§ **JOB**:
Please rewrite the listing as a Markdown table with the columns Row and Line, starting at its first line and ending at the line that contains "x=310 y=127", both included. Number each line in Row and leave out blank lines.

Start of LISTED RECORDS

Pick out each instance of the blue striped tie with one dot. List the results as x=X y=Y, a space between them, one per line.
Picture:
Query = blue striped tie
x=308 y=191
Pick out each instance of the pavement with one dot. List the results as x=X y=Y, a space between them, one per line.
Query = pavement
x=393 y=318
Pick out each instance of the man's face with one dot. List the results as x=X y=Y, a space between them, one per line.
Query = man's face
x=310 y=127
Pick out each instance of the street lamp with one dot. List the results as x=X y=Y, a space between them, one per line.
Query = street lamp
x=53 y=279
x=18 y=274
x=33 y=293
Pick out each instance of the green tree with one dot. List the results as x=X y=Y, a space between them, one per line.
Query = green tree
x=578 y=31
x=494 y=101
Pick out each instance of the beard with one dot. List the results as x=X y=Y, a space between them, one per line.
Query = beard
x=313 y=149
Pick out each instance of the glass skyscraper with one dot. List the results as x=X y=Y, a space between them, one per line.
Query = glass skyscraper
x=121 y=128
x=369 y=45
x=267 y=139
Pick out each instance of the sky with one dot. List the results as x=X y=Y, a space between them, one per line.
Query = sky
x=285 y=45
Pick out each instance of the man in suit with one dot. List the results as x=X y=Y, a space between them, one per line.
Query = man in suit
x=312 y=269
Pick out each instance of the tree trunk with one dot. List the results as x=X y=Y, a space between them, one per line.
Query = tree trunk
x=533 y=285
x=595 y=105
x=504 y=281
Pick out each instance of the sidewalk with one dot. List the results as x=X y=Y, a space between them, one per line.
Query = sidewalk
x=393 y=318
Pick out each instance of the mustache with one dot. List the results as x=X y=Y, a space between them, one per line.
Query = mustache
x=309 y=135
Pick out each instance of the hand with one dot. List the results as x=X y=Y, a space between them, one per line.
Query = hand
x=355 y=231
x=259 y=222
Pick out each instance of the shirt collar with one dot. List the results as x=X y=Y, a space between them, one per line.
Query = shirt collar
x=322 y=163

End of LISTED RECORDS

§ **FINISHED EXERCISE**:
| Row | Line |
|---|---|
| 1 | Pick out each instance of the blue striped tie with one dot. List the results as x=X y=Y, a space between them, one per line. |
| 2 | Picture: |
| 3 | Query = blue striped tie |
| 4 | x=308 y=191 |
| 5 | Pick out each instance of the pavement with one dot. List the results as x=X y=Y, a space between them, one per line. |
| 6 | Query = pavement |
| 7 | x=393 y=318 |
| 8 | Pick out each instance of the man's face with one dot. List the results as x=X y=Y, a space between them, one per line. |
| 9 | Query = man's face |
| 10 | x=310 y=127 |